WHAT IS EXPECTED → Return only the lines from the top of the data down to the one that holds "298L506 307L493 309L487", both included, without any pictures.

ENTRIES SUPPLIED →
========

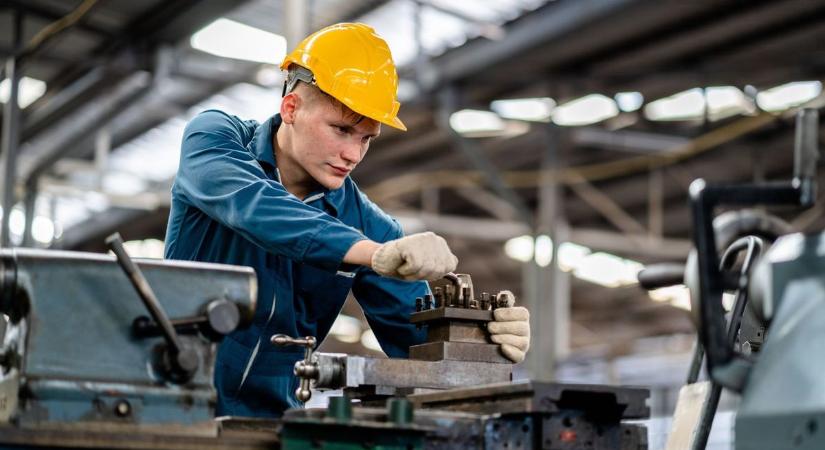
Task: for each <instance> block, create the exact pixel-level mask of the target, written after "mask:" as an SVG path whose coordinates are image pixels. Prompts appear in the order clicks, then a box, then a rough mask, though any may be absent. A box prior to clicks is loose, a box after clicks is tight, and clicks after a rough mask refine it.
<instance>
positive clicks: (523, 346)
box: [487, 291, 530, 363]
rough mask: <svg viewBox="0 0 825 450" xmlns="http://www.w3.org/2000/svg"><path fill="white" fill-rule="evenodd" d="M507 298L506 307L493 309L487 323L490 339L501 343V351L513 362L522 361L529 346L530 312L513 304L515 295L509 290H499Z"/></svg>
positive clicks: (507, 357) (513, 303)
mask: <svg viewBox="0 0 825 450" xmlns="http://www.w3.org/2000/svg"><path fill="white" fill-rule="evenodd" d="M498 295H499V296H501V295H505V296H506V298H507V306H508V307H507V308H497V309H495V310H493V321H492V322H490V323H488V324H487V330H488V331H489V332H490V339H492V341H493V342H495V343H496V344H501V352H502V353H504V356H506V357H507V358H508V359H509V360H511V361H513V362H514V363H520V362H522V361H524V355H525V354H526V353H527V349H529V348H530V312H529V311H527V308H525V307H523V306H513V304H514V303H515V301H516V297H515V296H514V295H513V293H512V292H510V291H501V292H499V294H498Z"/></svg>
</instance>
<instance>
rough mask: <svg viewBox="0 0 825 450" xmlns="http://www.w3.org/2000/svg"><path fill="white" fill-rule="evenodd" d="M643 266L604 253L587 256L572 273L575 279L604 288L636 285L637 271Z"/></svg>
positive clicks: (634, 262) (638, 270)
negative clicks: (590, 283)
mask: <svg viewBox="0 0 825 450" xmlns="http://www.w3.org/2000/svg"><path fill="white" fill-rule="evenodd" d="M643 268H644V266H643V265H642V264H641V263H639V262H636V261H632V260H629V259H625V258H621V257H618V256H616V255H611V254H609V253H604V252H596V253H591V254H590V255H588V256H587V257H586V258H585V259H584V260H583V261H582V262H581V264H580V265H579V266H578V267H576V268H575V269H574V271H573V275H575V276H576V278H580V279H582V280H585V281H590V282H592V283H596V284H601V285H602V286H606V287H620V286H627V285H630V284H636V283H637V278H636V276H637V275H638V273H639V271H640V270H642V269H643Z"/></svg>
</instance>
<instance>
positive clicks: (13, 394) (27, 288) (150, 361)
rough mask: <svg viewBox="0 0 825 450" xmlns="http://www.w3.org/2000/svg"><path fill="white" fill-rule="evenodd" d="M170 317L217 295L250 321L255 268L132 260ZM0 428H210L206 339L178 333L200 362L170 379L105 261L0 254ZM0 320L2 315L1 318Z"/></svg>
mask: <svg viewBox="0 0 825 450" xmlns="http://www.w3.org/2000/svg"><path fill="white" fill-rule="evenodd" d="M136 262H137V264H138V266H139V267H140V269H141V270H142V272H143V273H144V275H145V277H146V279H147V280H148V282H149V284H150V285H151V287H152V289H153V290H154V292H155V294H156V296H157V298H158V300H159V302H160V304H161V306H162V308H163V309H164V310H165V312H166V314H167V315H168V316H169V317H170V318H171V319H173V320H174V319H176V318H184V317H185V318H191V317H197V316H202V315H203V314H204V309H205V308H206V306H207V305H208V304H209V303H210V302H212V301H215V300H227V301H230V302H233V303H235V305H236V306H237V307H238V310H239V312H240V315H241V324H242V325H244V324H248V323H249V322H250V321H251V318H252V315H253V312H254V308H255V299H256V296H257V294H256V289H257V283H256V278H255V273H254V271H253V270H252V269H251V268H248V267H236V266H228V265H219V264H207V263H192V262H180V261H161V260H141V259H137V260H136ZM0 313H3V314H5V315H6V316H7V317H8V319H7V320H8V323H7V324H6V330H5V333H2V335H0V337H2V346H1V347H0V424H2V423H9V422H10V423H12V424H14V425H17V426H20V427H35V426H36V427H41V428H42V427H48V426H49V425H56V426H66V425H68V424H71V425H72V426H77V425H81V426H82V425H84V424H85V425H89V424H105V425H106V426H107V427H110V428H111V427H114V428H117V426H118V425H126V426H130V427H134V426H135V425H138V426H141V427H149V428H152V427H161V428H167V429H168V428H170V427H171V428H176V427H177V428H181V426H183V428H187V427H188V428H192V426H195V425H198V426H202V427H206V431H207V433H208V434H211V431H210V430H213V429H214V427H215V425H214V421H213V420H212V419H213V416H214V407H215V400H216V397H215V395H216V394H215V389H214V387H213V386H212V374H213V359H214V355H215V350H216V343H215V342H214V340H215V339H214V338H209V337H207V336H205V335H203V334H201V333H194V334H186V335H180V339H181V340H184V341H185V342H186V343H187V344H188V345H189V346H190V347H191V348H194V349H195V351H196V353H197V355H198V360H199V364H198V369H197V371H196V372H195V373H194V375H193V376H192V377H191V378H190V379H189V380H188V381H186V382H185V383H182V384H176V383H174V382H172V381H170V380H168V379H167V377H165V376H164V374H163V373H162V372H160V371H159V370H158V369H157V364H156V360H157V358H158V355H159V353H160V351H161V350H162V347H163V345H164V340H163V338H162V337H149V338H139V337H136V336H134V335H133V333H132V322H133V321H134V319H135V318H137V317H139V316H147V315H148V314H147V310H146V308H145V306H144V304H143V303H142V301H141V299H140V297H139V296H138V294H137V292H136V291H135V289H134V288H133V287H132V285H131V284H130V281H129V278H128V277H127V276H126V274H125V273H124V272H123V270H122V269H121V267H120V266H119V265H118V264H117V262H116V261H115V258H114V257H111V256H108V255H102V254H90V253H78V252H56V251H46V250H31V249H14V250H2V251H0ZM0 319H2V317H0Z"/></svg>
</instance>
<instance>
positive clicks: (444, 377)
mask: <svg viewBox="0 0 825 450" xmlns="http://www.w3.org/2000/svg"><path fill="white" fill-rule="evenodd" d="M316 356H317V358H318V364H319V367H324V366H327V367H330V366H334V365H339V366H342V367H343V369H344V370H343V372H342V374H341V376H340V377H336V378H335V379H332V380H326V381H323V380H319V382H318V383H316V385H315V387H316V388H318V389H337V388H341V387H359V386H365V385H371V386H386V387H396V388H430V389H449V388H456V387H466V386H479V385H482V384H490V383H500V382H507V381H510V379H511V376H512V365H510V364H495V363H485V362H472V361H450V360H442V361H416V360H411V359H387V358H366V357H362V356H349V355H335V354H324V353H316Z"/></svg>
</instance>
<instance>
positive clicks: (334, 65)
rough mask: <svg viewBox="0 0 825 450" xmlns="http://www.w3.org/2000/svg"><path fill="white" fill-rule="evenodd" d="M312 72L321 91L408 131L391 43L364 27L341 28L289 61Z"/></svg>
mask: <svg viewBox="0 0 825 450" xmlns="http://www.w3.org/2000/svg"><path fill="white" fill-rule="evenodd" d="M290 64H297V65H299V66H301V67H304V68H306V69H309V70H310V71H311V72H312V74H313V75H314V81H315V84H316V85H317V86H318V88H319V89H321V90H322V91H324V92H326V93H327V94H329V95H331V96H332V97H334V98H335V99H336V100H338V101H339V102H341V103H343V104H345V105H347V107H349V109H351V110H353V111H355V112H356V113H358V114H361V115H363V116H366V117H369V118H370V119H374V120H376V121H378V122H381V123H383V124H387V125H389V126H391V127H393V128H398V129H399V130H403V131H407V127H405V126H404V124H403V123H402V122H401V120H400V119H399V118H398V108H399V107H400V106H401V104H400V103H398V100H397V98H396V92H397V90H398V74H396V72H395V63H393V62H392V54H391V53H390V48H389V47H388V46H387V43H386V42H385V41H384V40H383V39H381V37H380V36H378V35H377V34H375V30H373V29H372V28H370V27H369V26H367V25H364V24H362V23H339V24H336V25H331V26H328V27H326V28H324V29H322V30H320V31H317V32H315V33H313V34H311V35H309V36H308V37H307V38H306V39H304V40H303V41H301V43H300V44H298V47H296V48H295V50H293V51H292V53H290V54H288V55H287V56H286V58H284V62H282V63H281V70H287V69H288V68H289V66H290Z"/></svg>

========

WRITTEN ANSWER →
Task: for each <instance> block, create the exact pixel-level mask of the target, written after "mask:" as an SVG path whose coordinates are image pixels. Prompts appear in the order clicks, then a box, then a rough mask, though any may be absent. A box prior to clicks is loose, a box after clicks is tight, and clicks after a rough mask refine it.
<instance>
positive clicks: (523, 346)
box: [487, 291, 530, 363]
rough mask: <svg viewBox="0 0 825 450" xmlns="http://www.w3.org/2000/svg"><path fill="white" fill-rule="evenodd" d="M507 298L506 307L493 309L487 323L490 339L501 343V351L513 362L522 361L529 346L530 312L513 304L515 295L509 290H499Z"/></svg>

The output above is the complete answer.